**Problem to solve**. Reproduce exactly the lines below, starting with the line that contains "Can you see the thin" and ending with the last line of the records, both included, and nothing else.

**Stored rows**.

■ ■ ■ ■ ■

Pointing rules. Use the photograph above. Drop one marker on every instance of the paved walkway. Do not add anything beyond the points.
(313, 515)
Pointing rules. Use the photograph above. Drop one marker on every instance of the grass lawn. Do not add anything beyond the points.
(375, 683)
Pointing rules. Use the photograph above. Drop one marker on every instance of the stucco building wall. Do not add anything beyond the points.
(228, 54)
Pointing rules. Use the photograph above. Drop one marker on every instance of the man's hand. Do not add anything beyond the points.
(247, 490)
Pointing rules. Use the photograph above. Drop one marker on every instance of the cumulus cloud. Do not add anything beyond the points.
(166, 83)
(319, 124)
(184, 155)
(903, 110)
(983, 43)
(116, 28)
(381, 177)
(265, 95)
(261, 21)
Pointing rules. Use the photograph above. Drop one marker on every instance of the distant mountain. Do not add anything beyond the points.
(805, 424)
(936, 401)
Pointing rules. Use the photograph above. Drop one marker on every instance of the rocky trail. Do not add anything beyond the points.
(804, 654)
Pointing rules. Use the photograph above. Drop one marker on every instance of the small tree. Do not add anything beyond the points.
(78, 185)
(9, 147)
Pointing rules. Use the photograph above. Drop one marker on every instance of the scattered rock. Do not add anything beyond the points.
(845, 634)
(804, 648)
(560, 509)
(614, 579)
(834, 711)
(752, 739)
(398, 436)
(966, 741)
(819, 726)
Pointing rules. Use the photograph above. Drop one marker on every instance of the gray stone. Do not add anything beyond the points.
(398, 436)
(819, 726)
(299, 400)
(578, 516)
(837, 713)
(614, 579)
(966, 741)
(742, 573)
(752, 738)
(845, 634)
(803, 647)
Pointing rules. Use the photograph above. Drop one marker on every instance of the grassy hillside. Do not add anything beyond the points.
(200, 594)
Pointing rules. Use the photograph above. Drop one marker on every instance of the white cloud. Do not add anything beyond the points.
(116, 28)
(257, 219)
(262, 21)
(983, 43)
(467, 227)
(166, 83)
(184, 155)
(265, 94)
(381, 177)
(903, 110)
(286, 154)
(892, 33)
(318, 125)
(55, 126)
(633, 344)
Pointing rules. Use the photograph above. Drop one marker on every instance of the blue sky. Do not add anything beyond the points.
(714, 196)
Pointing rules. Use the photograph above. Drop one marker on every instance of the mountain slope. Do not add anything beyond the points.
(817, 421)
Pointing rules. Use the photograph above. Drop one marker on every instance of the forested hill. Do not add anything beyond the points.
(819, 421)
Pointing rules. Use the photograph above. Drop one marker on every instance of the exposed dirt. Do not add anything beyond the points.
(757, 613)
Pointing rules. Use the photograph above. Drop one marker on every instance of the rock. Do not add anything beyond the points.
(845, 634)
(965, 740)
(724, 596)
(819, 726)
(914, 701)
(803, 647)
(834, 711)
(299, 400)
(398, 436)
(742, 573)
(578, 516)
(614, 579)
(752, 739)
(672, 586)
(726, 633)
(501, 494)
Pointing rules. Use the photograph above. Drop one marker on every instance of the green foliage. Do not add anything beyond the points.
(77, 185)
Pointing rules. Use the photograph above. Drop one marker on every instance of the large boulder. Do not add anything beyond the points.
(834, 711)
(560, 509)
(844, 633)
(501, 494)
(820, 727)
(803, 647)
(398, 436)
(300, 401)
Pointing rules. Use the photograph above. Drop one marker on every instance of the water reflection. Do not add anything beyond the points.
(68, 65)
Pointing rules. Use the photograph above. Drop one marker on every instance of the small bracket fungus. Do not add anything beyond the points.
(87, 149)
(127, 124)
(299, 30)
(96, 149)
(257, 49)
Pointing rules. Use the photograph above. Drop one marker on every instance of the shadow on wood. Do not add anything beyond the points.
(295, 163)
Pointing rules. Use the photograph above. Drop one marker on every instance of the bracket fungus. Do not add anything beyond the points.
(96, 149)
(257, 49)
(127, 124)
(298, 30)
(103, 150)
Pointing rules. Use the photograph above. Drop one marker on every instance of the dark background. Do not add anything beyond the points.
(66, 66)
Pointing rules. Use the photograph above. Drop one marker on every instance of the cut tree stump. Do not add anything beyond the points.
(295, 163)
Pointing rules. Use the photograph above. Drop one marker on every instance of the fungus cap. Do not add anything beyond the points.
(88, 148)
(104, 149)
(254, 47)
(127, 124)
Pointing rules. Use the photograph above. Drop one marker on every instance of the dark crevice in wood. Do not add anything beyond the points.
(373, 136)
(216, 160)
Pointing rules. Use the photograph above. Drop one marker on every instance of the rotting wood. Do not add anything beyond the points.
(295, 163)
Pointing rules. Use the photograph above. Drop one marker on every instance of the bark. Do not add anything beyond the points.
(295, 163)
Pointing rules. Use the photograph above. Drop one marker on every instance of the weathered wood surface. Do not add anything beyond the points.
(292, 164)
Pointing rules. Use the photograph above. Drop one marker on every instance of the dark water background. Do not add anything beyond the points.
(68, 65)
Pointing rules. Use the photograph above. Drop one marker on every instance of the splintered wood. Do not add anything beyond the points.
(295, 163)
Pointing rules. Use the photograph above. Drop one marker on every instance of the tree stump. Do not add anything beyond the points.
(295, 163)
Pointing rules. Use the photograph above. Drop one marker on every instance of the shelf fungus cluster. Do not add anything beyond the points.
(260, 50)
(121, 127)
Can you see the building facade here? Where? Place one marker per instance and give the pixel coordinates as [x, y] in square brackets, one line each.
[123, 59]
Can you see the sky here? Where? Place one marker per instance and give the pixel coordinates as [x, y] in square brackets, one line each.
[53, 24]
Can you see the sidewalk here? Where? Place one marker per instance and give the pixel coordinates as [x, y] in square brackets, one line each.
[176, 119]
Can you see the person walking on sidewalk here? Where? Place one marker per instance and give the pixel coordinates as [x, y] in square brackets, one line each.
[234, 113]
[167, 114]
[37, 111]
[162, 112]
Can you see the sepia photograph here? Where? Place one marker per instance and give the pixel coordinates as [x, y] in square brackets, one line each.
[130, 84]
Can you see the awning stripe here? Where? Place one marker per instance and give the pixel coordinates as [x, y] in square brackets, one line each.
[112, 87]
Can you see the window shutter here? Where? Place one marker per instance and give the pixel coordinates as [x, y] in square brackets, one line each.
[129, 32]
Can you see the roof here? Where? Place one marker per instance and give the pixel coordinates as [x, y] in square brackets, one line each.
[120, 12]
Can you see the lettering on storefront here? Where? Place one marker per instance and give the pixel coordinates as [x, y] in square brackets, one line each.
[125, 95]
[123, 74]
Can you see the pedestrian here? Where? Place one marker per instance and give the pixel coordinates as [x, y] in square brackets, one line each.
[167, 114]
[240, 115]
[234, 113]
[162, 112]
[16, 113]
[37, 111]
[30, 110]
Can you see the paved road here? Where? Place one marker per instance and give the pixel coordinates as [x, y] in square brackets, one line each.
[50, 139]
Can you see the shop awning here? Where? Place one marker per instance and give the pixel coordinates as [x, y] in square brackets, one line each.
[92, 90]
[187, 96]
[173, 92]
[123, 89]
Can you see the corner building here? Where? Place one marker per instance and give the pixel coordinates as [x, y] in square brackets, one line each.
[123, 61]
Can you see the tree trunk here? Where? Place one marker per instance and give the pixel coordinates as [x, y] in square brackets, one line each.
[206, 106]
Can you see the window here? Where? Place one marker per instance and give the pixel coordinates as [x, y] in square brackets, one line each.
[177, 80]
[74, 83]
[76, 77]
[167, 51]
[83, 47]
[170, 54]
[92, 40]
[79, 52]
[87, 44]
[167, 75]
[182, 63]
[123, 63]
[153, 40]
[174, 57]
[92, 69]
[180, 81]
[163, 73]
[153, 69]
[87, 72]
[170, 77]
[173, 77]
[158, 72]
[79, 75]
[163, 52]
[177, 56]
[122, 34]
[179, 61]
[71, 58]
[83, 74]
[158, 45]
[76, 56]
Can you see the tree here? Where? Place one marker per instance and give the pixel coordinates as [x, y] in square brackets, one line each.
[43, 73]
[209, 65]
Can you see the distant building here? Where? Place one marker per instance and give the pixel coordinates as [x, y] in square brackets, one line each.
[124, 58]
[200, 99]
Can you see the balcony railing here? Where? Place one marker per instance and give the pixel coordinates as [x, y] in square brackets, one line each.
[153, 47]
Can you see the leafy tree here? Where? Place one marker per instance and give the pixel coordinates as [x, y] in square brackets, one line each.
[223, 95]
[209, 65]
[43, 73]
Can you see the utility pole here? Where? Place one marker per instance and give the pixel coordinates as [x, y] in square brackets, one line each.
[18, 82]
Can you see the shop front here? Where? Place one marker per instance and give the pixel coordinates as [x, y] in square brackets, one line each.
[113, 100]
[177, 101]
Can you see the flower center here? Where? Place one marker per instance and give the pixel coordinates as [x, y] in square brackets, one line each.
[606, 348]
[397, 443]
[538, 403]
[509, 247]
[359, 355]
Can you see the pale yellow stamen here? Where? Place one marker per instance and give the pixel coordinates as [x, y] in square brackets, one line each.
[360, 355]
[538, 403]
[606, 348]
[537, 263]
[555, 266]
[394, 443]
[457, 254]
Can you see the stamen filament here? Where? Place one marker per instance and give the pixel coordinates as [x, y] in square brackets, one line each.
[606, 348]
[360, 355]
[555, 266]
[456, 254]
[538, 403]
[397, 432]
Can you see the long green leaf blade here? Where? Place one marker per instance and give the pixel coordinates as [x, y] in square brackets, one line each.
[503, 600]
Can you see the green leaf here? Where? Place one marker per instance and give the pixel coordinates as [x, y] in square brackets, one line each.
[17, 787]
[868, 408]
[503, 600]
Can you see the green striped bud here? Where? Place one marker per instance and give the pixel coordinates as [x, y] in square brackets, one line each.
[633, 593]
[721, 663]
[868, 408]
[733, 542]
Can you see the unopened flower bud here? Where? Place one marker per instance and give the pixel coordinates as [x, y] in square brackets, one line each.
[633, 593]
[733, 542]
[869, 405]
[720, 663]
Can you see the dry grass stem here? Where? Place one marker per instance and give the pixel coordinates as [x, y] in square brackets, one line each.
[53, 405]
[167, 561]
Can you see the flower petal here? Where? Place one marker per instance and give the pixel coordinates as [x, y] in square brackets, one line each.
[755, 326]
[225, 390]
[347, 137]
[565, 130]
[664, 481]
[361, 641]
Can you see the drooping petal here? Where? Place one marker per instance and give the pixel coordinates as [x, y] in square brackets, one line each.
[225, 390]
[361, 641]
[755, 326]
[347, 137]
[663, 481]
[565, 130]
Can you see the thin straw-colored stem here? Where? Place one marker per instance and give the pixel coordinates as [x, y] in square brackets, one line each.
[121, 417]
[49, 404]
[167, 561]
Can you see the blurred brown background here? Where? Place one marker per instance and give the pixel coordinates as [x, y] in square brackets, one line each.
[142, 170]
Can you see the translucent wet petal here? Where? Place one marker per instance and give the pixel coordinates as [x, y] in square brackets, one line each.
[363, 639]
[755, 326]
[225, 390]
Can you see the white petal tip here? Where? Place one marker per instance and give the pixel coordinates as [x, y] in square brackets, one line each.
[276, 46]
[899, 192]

■ ■ ■ ■ ■

**Right answer**.
Can you see the thin straw-colored stem here? Where? Place one marker per instance and give the pixel coordinates as [x, y] in square brackets, one line each.
[121, 417]
[49, 404]
[167, 561]
Can you see the blurred brown background here? Where? Place one marker per instance and give the pixel coordinates as [x, y] in square brackets, one line each.
[142, 170]
Can you see the translucent wet petal here? Where? Place one marker per instance and give the pixel coordinates as [x, y] in square brackets, one line each.
[363, 639]
[755, 326]
[225, 390]
Can you see the white petal tip here? Where? Place one marker per instance and give the pixel coordinates as [x, y] in square brackets, one line each.
[276, 46]
[899, 192]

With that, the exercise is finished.